Given instruction | Edit the material from its beginning through the line containing "112], [179, 116]]", inclusive, so that "top-left corner" becomes "upper-left corner" and nothing else changes. Return only those lines.

------------

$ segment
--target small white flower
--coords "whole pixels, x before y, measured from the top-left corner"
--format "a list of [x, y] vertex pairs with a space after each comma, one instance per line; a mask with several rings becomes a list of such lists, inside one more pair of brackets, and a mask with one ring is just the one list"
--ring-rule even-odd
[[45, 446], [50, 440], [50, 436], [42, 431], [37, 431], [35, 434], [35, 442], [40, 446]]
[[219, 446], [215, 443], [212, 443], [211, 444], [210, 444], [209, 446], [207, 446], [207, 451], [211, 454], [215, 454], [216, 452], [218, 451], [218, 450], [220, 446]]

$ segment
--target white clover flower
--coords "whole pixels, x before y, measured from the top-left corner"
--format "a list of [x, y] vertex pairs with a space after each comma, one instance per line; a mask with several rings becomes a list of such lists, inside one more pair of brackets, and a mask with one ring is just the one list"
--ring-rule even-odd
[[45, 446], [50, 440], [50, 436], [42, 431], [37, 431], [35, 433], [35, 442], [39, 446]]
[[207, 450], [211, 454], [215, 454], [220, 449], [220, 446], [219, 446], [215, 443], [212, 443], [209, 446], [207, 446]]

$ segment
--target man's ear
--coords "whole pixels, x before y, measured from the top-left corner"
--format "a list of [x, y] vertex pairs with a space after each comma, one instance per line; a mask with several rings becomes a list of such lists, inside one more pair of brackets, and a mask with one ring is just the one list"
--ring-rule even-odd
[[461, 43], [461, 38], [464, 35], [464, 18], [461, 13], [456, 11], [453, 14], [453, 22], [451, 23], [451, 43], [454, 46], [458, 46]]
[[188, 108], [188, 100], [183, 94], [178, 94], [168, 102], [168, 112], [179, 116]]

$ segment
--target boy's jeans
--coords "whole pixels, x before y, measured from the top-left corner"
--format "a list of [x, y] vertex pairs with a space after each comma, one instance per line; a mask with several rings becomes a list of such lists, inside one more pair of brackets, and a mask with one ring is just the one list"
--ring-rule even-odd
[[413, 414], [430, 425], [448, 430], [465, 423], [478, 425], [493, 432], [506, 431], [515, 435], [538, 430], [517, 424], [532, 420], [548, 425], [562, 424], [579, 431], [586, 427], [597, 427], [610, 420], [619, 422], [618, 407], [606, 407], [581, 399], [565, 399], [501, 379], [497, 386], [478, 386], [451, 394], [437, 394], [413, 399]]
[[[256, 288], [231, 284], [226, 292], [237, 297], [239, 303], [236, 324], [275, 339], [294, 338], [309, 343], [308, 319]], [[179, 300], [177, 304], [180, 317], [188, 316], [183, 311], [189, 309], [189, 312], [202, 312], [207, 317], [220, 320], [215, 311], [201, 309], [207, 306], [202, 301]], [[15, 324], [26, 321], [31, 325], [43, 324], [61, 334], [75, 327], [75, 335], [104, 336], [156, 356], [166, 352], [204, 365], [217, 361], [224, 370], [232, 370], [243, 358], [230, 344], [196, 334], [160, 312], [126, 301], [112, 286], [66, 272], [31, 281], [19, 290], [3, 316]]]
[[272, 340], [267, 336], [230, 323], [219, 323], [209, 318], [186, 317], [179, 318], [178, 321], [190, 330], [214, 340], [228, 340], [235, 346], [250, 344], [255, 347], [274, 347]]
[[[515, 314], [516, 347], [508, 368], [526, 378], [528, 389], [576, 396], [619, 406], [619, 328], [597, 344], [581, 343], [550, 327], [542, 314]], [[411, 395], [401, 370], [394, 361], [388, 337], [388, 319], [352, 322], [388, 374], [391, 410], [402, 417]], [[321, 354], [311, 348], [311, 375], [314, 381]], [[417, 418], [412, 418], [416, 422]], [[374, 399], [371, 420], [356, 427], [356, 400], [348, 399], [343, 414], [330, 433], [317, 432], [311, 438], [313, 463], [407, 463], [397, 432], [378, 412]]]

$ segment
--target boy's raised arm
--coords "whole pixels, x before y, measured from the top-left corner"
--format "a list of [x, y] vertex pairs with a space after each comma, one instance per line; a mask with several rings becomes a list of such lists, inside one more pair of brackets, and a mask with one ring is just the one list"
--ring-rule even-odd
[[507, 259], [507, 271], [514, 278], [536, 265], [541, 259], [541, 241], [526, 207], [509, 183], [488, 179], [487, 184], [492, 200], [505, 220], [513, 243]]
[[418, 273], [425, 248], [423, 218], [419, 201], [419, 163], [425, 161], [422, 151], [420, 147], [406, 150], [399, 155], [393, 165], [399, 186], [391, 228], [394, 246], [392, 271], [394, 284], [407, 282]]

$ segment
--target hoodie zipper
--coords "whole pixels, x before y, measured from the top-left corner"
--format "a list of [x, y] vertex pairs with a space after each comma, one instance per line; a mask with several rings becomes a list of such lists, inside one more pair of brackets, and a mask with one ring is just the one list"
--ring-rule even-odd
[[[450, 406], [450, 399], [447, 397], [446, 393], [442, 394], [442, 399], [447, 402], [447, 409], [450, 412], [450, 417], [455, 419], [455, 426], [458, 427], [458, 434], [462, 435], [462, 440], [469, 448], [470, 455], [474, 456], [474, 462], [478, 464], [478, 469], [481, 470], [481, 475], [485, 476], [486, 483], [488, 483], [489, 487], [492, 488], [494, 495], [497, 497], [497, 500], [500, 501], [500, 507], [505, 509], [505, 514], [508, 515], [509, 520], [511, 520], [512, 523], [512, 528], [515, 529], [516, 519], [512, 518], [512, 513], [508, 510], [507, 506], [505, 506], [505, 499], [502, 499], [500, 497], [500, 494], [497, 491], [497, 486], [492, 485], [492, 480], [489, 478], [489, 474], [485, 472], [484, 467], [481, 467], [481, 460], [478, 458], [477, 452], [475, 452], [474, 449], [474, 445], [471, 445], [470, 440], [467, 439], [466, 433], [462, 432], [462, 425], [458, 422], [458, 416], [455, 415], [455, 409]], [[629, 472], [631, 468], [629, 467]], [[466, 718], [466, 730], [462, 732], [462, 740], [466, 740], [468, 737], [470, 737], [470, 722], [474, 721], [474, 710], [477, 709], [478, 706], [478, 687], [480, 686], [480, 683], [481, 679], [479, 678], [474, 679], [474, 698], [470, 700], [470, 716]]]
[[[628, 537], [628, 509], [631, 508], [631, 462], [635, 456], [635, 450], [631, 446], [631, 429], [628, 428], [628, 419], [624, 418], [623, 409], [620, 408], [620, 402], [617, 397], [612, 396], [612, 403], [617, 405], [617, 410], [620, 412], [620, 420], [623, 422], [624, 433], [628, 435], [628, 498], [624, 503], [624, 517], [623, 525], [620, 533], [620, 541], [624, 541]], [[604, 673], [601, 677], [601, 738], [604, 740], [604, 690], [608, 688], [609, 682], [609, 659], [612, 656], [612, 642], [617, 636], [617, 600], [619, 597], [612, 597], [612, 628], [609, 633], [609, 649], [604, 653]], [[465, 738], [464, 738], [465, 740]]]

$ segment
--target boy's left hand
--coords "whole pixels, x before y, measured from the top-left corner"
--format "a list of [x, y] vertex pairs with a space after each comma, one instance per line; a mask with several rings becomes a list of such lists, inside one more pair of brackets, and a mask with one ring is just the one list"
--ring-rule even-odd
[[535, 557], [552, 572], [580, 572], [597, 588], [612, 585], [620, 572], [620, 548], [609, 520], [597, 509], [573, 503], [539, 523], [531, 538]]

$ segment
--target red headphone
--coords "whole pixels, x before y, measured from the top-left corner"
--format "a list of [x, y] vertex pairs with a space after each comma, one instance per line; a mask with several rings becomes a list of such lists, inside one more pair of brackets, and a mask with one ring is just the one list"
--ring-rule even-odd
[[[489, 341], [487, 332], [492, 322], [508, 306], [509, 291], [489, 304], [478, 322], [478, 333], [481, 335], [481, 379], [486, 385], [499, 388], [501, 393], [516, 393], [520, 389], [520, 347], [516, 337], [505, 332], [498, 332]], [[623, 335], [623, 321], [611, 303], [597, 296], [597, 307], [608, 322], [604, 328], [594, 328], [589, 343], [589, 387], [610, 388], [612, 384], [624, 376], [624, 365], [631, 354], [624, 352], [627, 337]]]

------------

Answer to this problem |
$ segment
--target small white flower
--coords "whole pixels, x before y, measured from the upper-left corner"
--format "a list of [x, y] vertex pairs with a space after each comma, one instance per line; a mask with several rings becomes a list of such lists, inside one more pair of brackets, and a mask with one ring is just the one list"
--ring-rule even-odd
[[45, 446], [50, 440], [50, 436], [42, 431], [37, 431], [35, 434], [35, 442], [40, 446]]
[[219, 446], [215, 443], [212, 443], [211, 444], [210, 444], [209, 446], [207, 446], [207, 451], [211, 454], [215, 454], [216, 452], [218, 451], [218, 450], [220, 446]]

$ segment
--target white clover flower
--coords "whole pixels, x before y, measured from the upper-left corner"
--format "a list of [x, y] vertex pairs with a space after each comma, one instance per line; a mask with several rings becomes a list of such lists, inside one more pair of brackets, and a mask with one ring is just the one list"
--ring-rule even-odd
[[45, 446], [50, 440], [50, 436], [42, 431], [37, 431], [35, 433], [35, 442], [39, 446]]
[[207, 450], [211, 454], [215, 454], [220, 449], [220, 446], [219, 446], [215, 443], [212, 443], [209, 446], [207, 446]]

$ segment
--target man's ear
--coords "whole pixels, x before y, measured from the upper-left corner"
--format "a list of [x, y] vertex pairs with a space after each comma, one instance per line; a mask with several rings becomes a list of such lists, inside one more pair of brackets, and a mask with one ring is just the one list"
--ring-rule even-odd
[[461, 43], [461, 38], [464, 35], [464, 18], [461, 13], [456, 11], [453, 14], [453, 22], [451, 23], [451, 43], [454, 46], [458, 46]]
[[188, 108], [188, 100], [183, 94], [178, 94], [168, 102], [168, 112], [179, 116]]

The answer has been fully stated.